§ **Textauszug**
# [A] Erwachsenengilde sucht Verstärkung



## Lailo (14. Februar 2009)

Hallo zusammen, 

..zuerst eine kleine Gildenvorstellung: 

Wir sind eine Casualgilde von ca. 60 Accounts / 150 Chars, die sich Phoenix nennt und aus erwachsenen Spielern (Durchschnittsalter ca. 35 Jahre) besteht. Wir haben Familie, Job, Studium oder sogar alles zusammen und deshalb nicht den ganzen Tag Zeit zu spielen. Unsere Hauptspielzeit ist zwischen ca. 19:00-1:00 Uhr und es sind durchschnittlich ca. 20-30 Leute abends online. 
Unsere Gilde zeichnet sich durch einen sehr guten Zusammenhalt, eine gute Stimmung und die Gemeinsamkeit aller Spieler vor allem Spaß zu haben und zwar rundum - ingame, im TS und im Forum - aus. Wir sehen dieses Spiel als ein Hobby, aber erfreuen uns natürlich dennoch oder gerade deswegen an gemeinsamen Erfolgen. 

Wir spielen PvE, PvP und RP:

Im RP-Bereich machen wir vor allem Events in kleineren Abständen, im PvP-Bereich gehen einige BGs und einige Arena. 

Im PVE laufen wir täglich mehrere Instanzen (standard & hero). Wir haben zwei interne 10er Naxx-Gruppen und die 25iger liefen wir bisher mit einigen Externen.  Ab dem 19.03. wollen wir das wieder gerne intern angehen und (nicht nur) dafür suchen wir noch Dich!

§ **Datenauszüge**

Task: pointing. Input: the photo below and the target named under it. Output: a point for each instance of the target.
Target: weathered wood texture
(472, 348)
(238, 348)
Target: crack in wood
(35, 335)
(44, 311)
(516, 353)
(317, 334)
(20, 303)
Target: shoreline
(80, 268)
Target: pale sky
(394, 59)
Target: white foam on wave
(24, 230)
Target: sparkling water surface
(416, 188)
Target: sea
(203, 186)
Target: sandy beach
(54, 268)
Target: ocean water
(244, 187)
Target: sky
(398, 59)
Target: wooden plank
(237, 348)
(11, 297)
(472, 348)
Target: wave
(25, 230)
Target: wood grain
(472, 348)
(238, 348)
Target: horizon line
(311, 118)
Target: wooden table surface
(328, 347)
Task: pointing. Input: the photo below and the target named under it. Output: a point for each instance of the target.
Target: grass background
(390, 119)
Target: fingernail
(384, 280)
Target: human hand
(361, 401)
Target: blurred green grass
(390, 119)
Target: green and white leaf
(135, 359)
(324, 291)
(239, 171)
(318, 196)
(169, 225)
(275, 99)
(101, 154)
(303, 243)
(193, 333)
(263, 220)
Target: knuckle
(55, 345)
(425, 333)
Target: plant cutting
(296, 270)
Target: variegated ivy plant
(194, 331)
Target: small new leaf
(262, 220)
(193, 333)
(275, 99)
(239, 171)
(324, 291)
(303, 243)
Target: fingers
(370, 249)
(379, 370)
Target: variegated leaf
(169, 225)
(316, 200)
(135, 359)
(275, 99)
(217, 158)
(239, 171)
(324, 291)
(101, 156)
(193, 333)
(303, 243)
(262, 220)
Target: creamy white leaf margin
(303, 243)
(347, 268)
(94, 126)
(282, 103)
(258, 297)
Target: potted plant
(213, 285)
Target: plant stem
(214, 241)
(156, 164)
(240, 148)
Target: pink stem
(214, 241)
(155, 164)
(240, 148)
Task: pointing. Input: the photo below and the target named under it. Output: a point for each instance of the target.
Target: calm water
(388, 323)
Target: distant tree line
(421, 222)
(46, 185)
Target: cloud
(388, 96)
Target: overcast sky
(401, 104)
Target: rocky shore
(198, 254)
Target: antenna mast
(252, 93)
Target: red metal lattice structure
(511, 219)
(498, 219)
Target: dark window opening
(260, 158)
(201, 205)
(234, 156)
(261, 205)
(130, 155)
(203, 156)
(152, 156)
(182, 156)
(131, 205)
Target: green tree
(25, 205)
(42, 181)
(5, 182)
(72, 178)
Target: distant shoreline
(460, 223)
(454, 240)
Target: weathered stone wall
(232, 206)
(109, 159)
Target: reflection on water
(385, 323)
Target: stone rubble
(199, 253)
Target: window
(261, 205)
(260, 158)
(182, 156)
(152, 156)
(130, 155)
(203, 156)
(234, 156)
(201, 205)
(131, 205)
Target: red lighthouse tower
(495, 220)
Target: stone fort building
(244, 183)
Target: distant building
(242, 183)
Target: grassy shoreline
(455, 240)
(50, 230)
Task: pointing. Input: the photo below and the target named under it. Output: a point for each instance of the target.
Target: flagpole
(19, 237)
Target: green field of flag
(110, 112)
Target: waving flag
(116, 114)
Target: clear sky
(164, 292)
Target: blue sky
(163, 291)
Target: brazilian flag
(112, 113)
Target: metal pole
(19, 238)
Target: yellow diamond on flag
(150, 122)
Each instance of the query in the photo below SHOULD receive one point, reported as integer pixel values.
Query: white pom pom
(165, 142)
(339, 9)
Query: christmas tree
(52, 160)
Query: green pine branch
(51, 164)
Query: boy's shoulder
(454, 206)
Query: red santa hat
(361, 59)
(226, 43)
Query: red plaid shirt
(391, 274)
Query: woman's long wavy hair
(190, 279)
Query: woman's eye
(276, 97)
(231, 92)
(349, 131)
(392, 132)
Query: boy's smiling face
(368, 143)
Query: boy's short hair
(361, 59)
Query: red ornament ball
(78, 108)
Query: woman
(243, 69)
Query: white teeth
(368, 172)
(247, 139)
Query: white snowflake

§ **Arbeitsaufträge**
1. Prüfe, ob die folgenden Aussagen mit dem Textauszug zur Gildenvorstellung übereinstimmen. Antworte jeweils mit Ja oder Nein und zitiere die entscheidenden Worte aus dem Text.
(a) Die Gilde umfasst etwa 60 Accounts.
(b) Die Hauptspielzeit der Gilde liegt am Nachmittag.
(c) Die 25er-Gruppe lief bisher ausschließlich mit Gildenmitgliedern.
2. Führe den Textauszug zur Gildenvorstellung im Ton des Beitrags nach seinem letzten Satz fort.

§ **Lösungen**
1.
(a) Ja: „ca. 60 Accounts / 150 Chars“
(b) Nein: „Unsere Hauptspielzeit ist zwischen ca. 19:00-1:00 Uhr“
(c) Nein: „die 25iger liefen wir bisher mit einigen Externen“

2.
..dann eine kleine Suchaktion: 

Wir wollen uns nicht arg vergrößern, aber suchen für ein ausgewogenes Spiel noch klassenunabhängig 2-3 Spieler, die bereits den 80. Zirkel erreicht haben oder kurz davor stehen. Vorallem nach einem heilenden Abenteurer halten wir Ausschau. Alle anderen sind natürlich auch willkommen, nur bei den Jägern müssen wir leider kürzer treten, obwohl wir sie sehr mögen (wir haben schon genügend).

Falls wir Dein Interesse geweckt haben, freuen wir uns, von Dir zu hören. Hier, ingame, in unserem Forum oder auch per TS. Fragen kannst Du uns natürlich auch gern stellen. 

Vielleicht ja bis bald. Wir freuen uns auf Dich!


*Details: *



			Dieser Inhalt steht nur eingeloggten Mitgliedern zur Verfügung.
        


Fraktion: Allianz 
Realm: Todeswache 
Derzeit gesucht: 2-3 Spieler
Kontakt: http://phoenix-hort.de/


Wotlk Raidprogress
10er
Das Obsidiansanktum: clear
Archavons Kammer: clear
Naxx: 14/15

25iger  (gemeinsam mit einigen Externen)
Das Obsidiansanktum: clear
Archavons Kammer: clear
Naxx: 13/15


----------



## Lailo (19. Februar 2009)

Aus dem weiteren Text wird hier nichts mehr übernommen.